* _SET TASK 1_
Rewrite each line of the location labeling records below as a numbered list, skipping blank lines and leaving the pictures out of your answer.

The folks playing with quantum computers have been claiming for years that their gadgets will one day make today’s supercomputers look like quivering lumps of jelly. But so far, their computers have yet to match the calculating prowess of a 10-year old with ADHD.
The most exciting work so far has been on universal quantum logic gates, the building blocks of any computer. A number of groups have built and demonstrated these and one team even took their gates for the computing equivalent of a run round the block by factorising the number 15.
The trouble is that, to do anything useful with universal quantum gates, you need at least dozens and preferably hundreds of them, all joined together. And because of various errors and problems that creep in, that’s more or less impossible with today’s technology.

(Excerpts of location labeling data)
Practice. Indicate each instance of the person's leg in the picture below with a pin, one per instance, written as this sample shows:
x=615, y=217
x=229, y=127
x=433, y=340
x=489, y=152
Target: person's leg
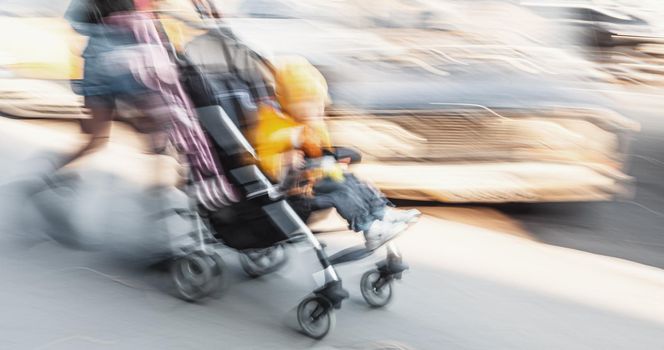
x=373, y=199
x=349, y=206
x=98, y=127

* _SET TASK 2_
Translate this sentence from the quantum computing passage above into Spanish: "The most exciting work so far has been on universal quantum logic gates, the building blocks of any computer."

* _EXERCISE SOLUTION 1_
1. Practice. Indicate each instance of the person's leg in the picture below with a pin, one per instance, written as this sample shows:
2. x=615, y=217
3. x=229, y=127
4. x=433, y=340
5. x=489, y=152
6. Target: person's leg
7. x=373, y=199
8. x=349, y=206
9. x=98, y=127

* _EXERCISE SOLUTION 2_
Hasta ahora, el trabajo más emocionante se ha centrado en las puertas lógicas cuánticas universales, los componentes básicos de cualquier computadora.